PROBLEM DESCRIPTION: Reproduce every line of the records below word for word, omitting the pictures from your answer.

================================

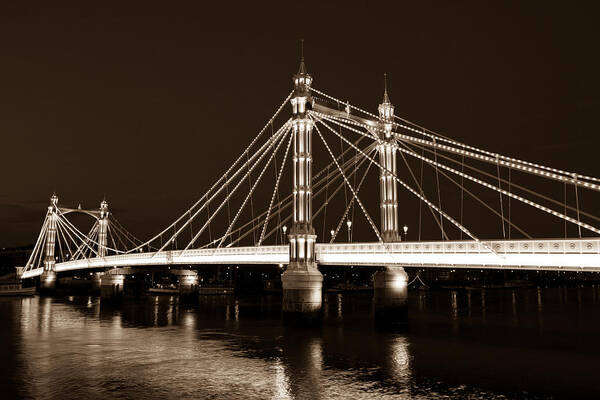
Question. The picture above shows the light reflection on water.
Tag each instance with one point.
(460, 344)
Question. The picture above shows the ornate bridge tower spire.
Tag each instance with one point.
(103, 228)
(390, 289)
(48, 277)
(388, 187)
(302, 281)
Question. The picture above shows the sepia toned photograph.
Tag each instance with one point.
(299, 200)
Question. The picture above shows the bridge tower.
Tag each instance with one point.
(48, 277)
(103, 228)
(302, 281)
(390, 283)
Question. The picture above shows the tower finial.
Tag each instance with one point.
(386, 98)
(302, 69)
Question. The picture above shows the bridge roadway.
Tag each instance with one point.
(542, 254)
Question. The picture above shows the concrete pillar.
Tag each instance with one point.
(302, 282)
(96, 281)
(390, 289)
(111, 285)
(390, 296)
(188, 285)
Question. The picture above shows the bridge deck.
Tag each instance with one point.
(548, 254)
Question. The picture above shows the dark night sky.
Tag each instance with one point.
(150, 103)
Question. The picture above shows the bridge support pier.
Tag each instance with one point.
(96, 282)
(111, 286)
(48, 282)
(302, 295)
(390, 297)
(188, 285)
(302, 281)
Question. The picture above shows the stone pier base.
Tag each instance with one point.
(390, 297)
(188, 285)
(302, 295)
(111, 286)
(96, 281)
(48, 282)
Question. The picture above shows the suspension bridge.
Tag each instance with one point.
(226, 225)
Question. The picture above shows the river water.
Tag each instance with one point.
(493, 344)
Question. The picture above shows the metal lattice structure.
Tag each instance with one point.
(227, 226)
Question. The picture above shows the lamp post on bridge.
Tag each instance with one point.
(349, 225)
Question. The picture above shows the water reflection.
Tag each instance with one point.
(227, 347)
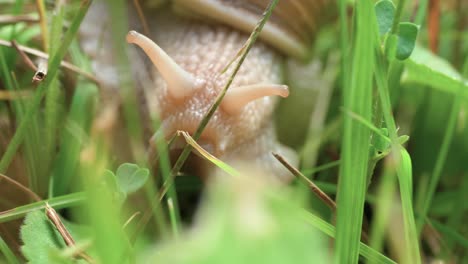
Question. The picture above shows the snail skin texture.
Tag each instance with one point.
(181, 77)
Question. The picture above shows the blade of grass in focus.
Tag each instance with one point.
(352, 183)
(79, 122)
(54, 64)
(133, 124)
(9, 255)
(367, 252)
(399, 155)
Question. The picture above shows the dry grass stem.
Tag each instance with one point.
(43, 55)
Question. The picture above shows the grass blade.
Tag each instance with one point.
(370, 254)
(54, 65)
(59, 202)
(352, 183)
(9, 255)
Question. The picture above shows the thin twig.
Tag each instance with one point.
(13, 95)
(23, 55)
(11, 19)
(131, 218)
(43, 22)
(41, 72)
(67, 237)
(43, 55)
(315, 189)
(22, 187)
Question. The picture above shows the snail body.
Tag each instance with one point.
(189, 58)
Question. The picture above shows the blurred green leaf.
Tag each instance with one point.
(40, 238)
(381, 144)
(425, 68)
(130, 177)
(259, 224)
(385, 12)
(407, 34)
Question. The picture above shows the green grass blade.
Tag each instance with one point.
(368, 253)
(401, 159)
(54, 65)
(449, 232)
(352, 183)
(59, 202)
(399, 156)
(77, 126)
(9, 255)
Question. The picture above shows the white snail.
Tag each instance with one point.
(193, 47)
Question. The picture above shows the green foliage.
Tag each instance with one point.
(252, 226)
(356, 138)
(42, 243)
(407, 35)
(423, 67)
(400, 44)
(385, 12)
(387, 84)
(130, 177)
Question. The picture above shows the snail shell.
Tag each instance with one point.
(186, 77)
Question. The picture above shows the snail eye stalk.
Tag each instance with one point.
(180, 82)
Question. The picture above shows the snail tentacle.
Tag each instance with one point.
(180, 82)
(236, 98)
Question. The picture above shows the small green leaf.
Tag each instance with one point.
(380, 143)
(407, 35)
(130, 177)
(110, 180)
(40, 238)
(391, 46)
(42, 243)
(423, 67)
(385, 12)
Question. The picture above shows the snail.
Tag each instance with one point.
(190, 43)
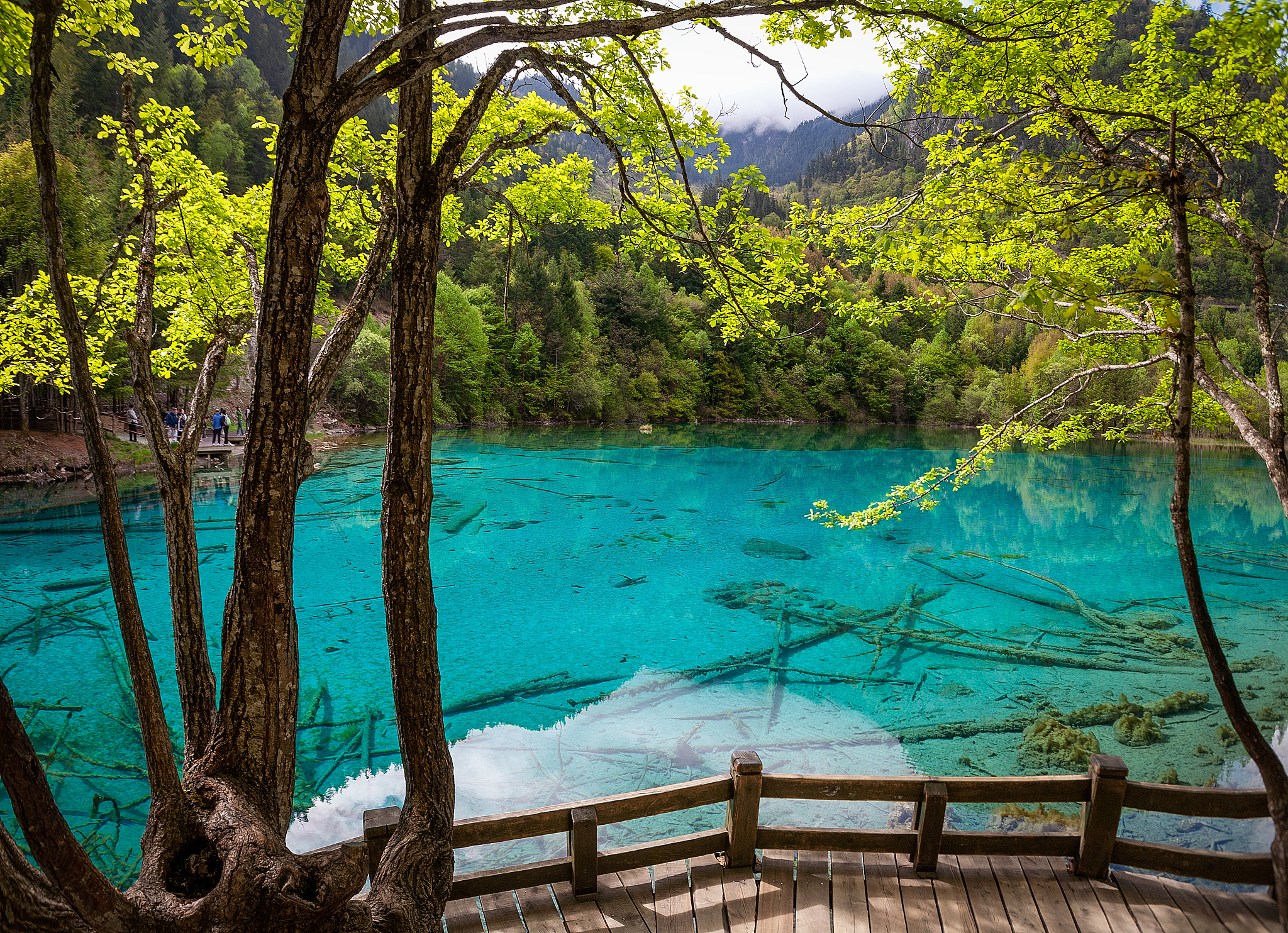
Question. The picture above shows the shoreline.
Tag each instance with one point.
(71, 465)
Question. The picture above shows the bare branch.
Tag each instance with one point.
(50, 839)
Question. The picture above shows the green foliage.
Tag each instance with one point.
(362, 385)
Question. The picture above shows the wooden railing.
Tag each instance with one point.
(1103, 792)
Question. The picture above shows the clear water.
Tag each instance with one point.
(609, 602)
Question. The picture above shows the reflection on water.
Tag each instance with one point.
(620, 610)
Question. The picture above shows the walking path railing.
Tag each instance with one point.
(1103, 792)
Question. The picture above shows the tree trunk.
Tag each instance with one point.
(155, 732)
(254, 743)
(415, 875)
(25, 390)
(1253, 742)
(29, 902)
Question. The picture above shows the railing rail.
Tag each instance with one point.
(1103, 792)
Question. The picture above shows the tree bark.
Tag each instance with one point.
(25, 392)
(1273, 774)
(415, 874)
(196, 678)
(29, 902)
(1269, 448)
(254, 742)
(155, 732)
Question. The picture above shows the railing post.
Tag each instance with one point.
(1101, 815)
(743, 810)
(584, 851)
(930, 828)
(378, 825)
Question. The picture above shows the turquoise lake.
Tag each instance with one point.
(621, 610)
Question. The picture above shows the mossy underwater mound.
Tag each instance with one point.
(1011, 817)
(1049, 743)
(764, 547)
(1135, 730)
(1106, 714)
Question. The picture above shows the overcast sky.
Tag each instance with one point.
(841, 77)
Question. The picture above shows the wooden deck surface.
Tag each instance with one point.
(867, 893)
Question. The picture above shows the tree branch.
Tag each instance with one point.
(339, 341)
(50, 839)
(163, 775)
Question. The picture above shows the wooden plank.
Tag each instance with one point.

================================

REPLY:
Question. The picture above shows the light reflection on water.
Tag each instance with one point.
(460, 344)
Question. The picture above shows the ornate bridge tower spire.
Tag each instance with one point.
(103, 228)
(390, 289)
(48, 277)
(388, 187)
(302, 281)
Question. The picture above shows the sepia toned photograph.
Tag each instance with one point.
(299, 200)
Question. The picture above shows the bridge tower.
Tag each instance with one point.
(48, 277)
(103, 228)
(302, 281)
(390, 283)
Question. The picture above shows the tower finial.
Tag each instance with one point.
(386, 98)
(302, 69)
Question. The picture above shows the bridge roadway.
Tag each instance with one point.
(542, 254)
Question. The picture above shows the concrete pillar.
Tag each instance with one point.
(302, 282)
(96, 281)
(390, 289)
(111, 285)
(390, 296)
(188, 285)
Question. The picture above shows the bridge deck.
Tag each instance with one point.
(548, 254)
Question. The picture above shows the dark night sky.
Tag each instance with one point.
(150, 103)
Question. The picture above shows the bridge support pier.
Tag each instance with one point.
(96, 282)
(111, 286)
(48, 282)
(302, 295)
(390, 297)
(188, 285)
(302, 281)
Question. The picture above shows the stone pier base.
Tag each instance with one point.
(390, 297)
(188, 285)
(302, 295)
(111, 286)
(96, 281)
(48, 282)
Question. The picture above shows the suspension bridge.
Tag each instance with one point.
(226, 225)
Question. The picture above shows the river water.
Tag each instance with one point.
(493, 344)
Question. The picture above shows the metal lattice structure.
Tag each instance with one point.
(227, 226)
Question. The picture above shows the lamp post on bridge.
Tag each instance with one point.
(349, 225)
Question. The picture above shows the water reflection.
Tag each instance with one point.
(227, 347)
Question. The picture above shows the snail skin texture.
Tag each instance with one point.
(181, 77)
Question. The picture above shows the blade of grass in focus.
Tag each instance with one point.
(352, 183)
(79, 122)
(54, 64)
(133, 124)
(9, 255)
(367, 252)
(399, 155)
Question. The picture above shows the dry grass stem.
Tag each instance with one point.
(43, 55)
Question. The picture above shows the grass blade.
Tag each instance with one point.
(370, 254)
(54, 65)
(59, 202)
(352, 183)
(9, 255)
Question. The picture above shows the thin twig.
Tag each instance with one point.
(13, 95)
(23, 55)
(11, 19)
(131, 218)
(43, 22)
(41, 72)
(67, 237)
(43, 55)
(315, 189)
(22, 187)
Question. The picture above shows the snail body.
Tag each instance with one point.
(189, 58)
Question. The picture above shows the blurred green leaf.
Tag each instance with one point.
(40, 238)
(381, 144)
(425, 68)
(130, 177)
(259, 224)
(385, 12)
(407, 34)
Question. The picture above shows the green grass blade.
Tag each instance with one point.
(368, 253)
(401, 159)
(54, 65)
(449, 232)
(352, 183)
(59, 202)
(399, 156)
(77, 126)
(9, 255)
Question. The picture above shows the white snail.
Tag each instance with one point.
(193, 47)
Question. The picture above shows the green foliage.
Tag each instance with one point.
(252, 226)
(356, 138)
(42, 243)
(407, 35)
(423, 67)
(400, 44)
(385, 12)
(387, 84)
(130, 177)
Question. The picture above shows the snail shell.
Tag each instance with one point.
(186, 77)
Question. The picture above shows the snail eye stalk.
Tag each instance with one point.
(180, 82)
Question. The picture above shows the snail tentacle.
Tag each instance with one point.
(180, 82)
(236, 98)
Question. The picture above shows the small green leaf.
Tag each instance with one point.
(380, 143)
(407, 35)
(130, 177)
(110, 180)
(40, 238)
(391, 46)
(42, 243)
(423, 67)
(385, 12)
Question. The picture above shows the snail.
Tag each instance with one point.
(190, 43)
Question. The picture above shows the shoreline.
Tag each instance with one point.
(71, 465)
Question. The picture above shows the bare branch.
Tag each instance with one point.
(50, 839)
Question. The picture above shows the green foliage.
Tag each instance with one point.
(362, 385)
Question. The picture above shows the wooden railing.
Tag each instance with one point.
(1103, 792)
Question. The picture above shows the clear water.
Tag each instance with one point.
(609, 602)
Question. The picture above shows the reflection on water.
Tag each instance with one point.
(620, 610)
Question. The picture above shows the walking path railing.
Tag each instance with one point.
(1103, 792)
Question. The picture above shows the tree trunk.
Tag each instance with one point.
(155, 732)
(254, 743)
(415, 875)
(25, 390)
(1253, 742)
(29, 902)
Question. The picture above shows the railing rail.
Tag each instance with one point.
(1103, 792)
Question. The picture above shows the tree bark.
Tag each instance with one point.
(25, 392)
(1273, 774)
(415, 874)
(196, 678)
(29, 902)
(1269, 448)
(254, 742)
(155, 732)
Question. The picture above shows the railing post.
Tag each instance with one point.
(1101, 815)
(743, 810)
(584, 851)
(930, 828)
(378, 825)
Question. The picture above shows the turquoise lake.
Tag each instance with one point.
(621, 610)
Question. The picture above shows the mossy underwater mound.
Tag each instance with one point.
(1011, 817)
(1049, 743)
(764, 547)
(1135, 730)
(1106, 714)
Question. The picture above shows the overcast sky.
Tag each instance with one point.
(841, 77)
Question. The picture above shows the wooden deck surface.
Tag each instance with one point.
(867, 893)
Question. The picture above shows the tree branch.
Tag each instance with one point.
(339, 341)
(50, 839)
(163, 775)
Question. The picture above shows the wooden plank.
Tag each instance with one point.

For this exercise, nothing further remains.